• Source excerpt:
== == ==

Sunday, January 30, 2011

Ameer's Day of Judgment

"Someone must have been telling lies about Joseph K., for without having done anything wrong he was arrested one fine morning."
--Franz Kafka

So far I have missed two sessions of Ameer's court case. What no one among us, his friends, seems to realize or accept is that Ameer kasar muzrab el-ain -- has broken the outlet of the community spring -- as Fairuz would put it; he has drilled a hole in the bottom of the world, an unforgivable sin that no one can prove or disprove. Look what he has gone and done! Look at Tunisia and Egypt, and perhaps Yemen, and what remains of Palestine! Who knows where the fire he has started will burn next? Perhaps in Jordan, Saudi Arabia, UAR, or Morocco. Who knows if it may not reach Syria or Iran?

No! Not Libya and Israel; the lid of democracy is screwed on too tight there. The will of the people who count in both democratic systems is given full expression to the detriment and exclusion of those defined out of its frame. It is democracy for those who count in the way the system was designed: for eighty percent of the population in one case and for one person in the other.

Ameer, our man was indicted, by his own admission in a negotiated plea bargain, of committing the nebulous crime of coming in contact with an agent of an enemy state. This was a cut below the treasonous crime with which he was originally accused, that of aiding an enemy in time of war, an accusation that was sure to carry with it 25 years to life. And what are we talking about? Let us think about it: It boils down to having spoken to someone not fully sympathetic to Israel’s case during one of its wars with one of its neighbors. It is having spoken Arabic abroad during a time of war, for what else would a Palestinian use his mother’s tongue to communicate with another Arabic speaker, say a Lebanese you meet in Jordan in the Summer of 2006 or a Gazan you meet in Egypt in the Winter of 2008, if not to inquire about how Israel’s current aggression had affected them and their families and dear ones? But then the exact dictum you use may be interpreted ‘intelligently’ by ‘the enemy at war with Israel,’ i.e. Hezbollah or Hamas, to gain ‘sensitive information about Israel’s military installations and the locations and movements of its troops.’ Those enemy bastards can mine every word you say innocently (and you should try once as a Palestinian to prove your innocent intentions in an Israeli court of justice!) for its possible security content. Even your tone of voice and inflection could have been coded to transmit information to an enemy agent. We have evidence of you doing that, Ameer, but you don’t expect us to share such sensitive intelligence information with you and your lawyers. No, it is enough that we let the judge peek at our thick secret files about your secret exchanges of information, which constitute an existential threat to the state of Israel.

== == ==

• Goals:
• A. In the post on Ameer's court case, rewrite the passage starting with "Sunday, January 30, 2011" and going on through "Syria or Iran?", putting "Amir" wherever "Ameer" appears.
• B. According to the post on Ameer's court case, what crime was he originally accused of before the plea bargain?

== == ==

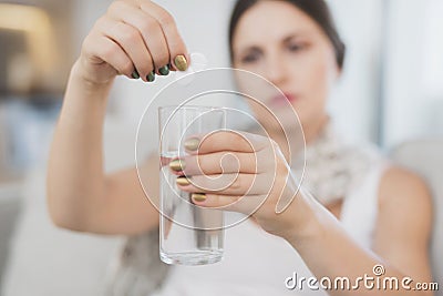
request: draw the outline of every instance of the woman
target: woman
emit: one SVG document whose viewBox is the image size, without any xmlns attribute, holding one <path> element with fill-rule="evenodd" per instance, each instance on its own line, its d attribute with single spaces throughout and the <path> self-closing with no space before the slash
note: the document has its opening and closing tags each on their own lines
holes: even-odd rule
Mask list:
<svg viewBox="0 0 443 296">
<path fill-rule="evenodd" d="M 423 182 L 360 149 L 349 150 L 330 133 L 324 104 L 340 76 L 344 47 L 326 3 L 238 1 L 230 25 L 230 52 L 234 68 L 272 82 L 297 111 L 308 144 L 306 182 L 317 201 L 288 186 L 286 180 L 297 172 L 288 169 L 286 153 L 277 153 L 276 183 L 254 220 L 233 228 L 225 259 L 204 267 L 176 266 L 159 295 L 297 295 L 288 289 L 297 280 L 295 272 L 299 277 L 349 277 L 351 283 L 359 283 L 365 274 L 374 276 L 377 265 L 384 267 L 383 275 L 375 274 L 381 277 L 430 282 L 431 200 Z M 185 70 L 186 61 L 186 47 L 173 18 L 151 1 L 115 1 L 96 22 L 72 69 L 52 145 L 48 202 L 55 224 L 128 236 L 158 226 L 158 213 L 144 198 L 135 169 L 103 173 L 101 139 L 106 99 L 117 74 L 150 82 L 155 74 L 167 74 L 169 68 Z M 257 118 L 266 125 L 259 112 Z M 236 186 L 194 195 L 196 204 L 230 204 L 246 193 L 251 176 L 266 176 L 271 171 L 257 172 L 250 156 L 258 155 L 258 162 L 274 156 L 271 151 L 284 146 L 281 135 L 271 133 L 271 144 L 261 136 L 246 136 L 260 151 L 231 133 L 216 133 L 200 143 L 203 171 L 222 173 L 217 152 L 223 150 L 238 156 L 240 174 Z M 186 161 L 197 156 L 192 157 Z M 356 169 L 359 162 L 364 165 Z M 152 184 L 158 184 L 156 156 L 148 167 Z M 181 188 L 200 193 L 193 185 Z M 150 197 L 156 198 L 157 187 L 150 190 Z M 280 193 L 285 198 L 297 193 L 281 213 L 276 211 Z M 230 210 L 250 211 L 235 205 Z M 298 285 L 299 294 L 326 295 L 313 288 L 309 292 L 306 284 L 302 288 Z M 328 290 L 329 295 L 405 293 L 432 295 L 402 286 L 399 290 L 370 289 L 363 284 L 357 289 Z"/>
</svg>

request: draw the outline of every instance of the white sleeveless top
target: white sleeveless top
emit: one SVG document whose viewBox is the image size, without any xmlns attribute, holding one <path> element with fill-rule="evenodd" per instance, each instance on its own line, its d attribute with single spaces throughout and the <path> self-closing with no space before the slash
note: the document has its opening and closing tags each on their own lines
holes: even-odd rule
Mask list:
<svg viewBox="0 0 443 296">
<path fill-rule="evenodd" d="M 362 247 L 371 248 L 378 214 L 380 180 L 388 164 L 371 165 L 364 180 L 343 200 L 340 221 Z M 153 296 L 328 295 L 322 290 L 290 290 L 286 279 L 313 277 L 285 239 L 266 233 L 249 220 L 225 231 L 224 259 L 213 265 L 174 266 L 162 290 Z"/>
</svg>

== == ==

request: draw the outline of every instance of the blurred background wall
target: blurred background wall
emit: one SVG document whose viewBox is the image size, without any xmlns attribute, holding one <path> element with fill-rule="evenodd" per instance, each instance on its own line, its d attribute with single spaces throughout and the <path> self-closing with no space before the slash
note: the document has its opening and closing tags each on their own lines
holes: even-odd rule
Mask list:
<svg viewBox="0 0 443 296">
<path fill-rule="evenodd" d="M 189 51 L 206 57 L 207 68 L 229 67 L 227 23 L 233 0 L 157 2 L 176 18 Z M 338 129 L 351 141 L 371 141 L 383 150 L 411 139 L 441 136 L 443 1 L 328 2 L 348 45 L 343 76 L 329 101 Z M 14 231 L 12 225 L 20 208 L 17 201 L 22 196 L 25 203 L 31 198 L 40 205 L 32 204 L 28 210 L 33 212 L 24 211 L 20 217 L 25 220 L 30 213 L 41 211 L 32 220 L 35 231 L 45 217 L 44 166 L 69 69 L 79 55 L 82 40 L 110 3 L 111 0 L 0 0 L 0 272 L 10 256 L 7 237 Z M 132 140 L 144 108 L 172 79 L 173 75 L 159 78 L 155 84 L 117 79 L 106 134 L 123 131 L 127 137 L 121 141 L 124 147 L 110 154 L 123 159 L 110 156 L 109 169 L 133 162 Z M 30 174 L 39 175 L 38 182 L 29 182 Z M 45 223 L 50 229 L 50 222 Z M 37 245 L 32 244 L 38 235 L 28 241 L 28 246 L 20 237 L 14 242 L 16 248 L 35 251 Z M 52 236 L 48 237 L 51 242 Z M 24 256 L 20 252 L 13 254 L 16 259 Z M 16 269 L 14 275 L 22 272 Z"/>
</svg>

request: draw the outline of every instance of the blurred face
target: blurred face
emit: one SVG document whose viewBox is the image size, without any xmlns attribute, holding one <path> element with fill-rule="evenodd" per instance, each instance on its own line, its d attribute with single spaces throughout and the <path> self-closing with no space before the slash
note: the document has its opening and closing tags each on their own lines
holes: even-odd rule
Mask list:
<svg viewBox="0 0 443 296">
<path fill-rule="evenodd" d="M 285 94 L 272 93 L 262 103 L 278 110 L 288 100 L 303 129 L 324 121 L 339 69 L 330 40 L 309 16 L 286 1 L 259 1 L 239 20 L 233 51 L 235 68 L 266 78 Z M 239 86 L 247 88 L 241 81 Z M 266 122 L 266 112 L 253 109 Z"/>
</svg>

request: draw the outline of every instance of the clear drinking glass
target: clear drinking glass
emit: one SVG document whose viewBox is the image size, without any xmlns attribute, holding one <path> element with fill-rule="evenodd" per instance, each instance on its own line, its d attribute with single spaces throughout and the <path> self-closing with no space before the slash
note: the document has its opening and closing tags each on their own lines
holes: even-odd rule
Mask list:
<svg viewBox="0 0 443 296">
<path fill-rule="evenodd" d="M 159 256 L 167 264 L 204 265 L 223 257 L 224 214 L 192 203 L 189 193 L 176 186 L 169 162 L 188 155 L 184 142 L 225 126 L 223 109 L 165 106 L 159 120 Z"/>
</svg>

== == ==

• Task solutions:
• A.
Sunday, January 30, 2011

Amir's Day of Judgment

"Someone must have been telling lies about Joseph K., for without having done anything wrong he was arrested one fine morning."
--Franz Kafka

So far I have missed two sessions of Amir's court case. What no one among us, his friends, seems to realize or accept is that Amir kasar muzrab el-ain -- has broken the outlet of the community spring -- as Fairuz would put it; he has drilled a hole in the bottom of the world, an unforgivable sin that no one can prove or disprove. Look what he has gone and done! Look at Tunisia and Egypt, and perhaps Yemen, and what remains of Palestine! Who knows where the fire he has started will burn next? Perhaps in Jordan, Saudi Arabia, UAR, or Morocco. Who knows if it may not reach Syria or Iran?

• B. Aiding an enemy in time of war.